REQUIRED TASKS:
• A. In the methane passage, which kernel function gave the best results for the Gaussian process regression model?
• B. Repeat the methane passage word for word, beginning at the words "FIGURE 3. Comparison" and stopping after "from the data.".

PAGE EXTRACT:

________________

As shown in Figure 3, comparing the ground-level methane concentration corrected by satellite observation data with the station observation methane concentration data, it can be found that there is still a general bias, and the correlation coefficient between the estimated methane concentration at the height of the station and the real methane concentration is 0.66, with an average bias of 44 ppbv. The estimated surface methane concentration reflects the trend of methane concentration over time to some extent when compared with actual observation data from ground stations. However, there is an overall deviation between the estimated surface methane concentration and the actual observed data.

FIGURE 3. Comparison of ground-level methane concentration data after correction of satellite data with station observations of methane concentrations. The figure on the left (A–C) shows the average of the model’s fitting results at station CPA, PDI, and WLG with the real data, as well as the correlation coefficient R (rounded to one decimal place) between the two. The figure on the right presents the number of real data and fitting results at each site location, the correlation coefficient R (rounded to two decimal places), the RMSE, the MAE, and the univariate linear functions fitted from the data.

As shown in Figure 3, there is a bias in the estimated ground methane concentration, so the study used a Gaussian process regression model for correction. To ensure the reliability of the corrected model, it was tested by ten-fold cross-validation. The model’s results were different because of the different settings of the kernel function in the Gaussian regression model. Therefore, we compared the results of the model for different cases of kernel functions. Figure 4 shows some typical fit cases, and all the results can be found in Appendix A. The optimal results are achieved by selecting the rational-quadratic kernel function (Figure 4D), which is a parameterized rational-quadratic kernel function. With this kernel function, the tenfold cross-validation correlation coefficient R of the model is 0.93, with an R² of 0.87. The mean absolute error (MAE) is 9.6 ppbv, and the root mean square error is 16.1 ppbv. These values demonstrate the high generalization capability of the model, indicating its ability to estimate the ground-level methane concentration in the unknown region.

________________

RECORDS SHOWN:
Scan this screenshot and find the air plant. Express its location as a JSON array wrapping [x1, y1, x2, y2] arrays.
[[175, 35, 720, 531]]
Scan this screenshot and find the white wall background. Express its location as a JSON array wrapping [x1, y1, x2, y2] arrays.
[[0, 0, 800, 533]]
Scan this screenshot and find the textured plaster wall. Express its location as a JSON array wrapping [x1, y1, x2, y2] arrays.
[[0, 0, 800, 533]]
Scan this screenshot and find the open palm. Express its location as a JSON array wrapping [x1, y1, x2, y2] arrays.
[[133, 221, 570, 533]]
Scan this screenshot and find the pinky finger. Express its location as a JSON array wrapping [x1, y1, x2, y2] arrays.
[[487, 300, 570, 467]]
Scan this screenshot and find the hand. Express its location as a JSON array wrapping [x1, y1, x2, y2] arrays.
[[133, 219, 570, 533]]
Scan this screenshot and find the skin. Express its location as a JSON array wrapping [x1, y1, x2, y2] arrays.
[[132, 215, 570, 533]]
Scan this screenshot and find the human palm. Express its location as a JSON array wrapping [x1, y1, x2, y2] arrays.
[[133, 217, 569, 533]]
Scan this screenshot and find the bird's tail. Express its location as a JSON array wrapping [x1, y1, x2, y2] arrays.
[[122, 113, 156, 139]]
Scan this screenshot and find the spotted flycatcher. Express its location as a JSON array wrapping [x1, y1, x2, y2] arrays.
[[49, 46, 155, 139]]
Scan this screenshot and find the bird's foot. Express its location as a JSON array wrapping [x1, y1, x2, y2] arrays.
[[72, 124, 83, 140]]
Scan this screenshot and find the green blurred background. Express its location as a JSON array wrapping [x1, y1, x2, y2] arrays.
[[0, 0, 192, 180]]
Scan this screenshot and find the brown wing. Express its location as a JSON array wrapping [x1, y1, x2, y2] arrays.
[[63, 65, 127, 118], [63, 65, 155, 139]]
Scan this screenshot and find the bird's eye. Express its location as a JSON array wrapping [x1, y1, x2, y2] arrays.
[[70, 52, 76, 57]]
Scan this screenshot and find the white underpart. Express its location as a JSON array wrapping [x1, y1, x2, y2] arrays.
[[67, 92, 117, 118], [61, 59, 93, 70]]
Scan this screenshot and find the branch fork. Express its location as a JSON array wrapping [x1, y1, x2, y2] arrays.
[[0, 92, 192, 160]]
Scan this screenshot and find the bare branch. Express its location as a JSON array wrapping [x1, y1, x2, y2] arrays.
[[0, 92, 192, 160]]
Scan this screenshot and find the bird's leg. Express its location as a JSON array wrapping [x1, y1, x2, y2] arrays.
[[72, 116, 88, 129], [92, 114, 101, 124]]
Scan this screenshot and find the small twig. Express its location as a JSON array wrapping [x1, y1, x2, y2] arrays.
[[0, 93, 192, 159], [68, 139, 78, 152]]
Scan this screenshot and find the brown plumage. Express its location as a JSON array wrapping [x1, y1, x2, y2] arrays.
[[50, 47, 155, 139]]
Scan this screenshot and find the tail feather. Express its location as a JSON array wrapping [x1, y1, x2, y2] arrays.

________________

RESPONSE LIST:
• A. The rational-quadratic kernel function.

• B.
FIGURE 3. Comparison of ground-level methane concentration data after correction of satellite data with station observations of methane concentrations. The figure on the left (A–C) shows the average of the model’s fitting results at station CPA, PDI, and WLG with the real data, as well as the correlation coefficient R (rounded to one decimal place) between the two. The figure on the right presents the number of real data and fitting results at each site location, the correlation coefficient R (rounded to two decimal places), the RMSE, the MAE, and the univariate linear functions fitted from the data.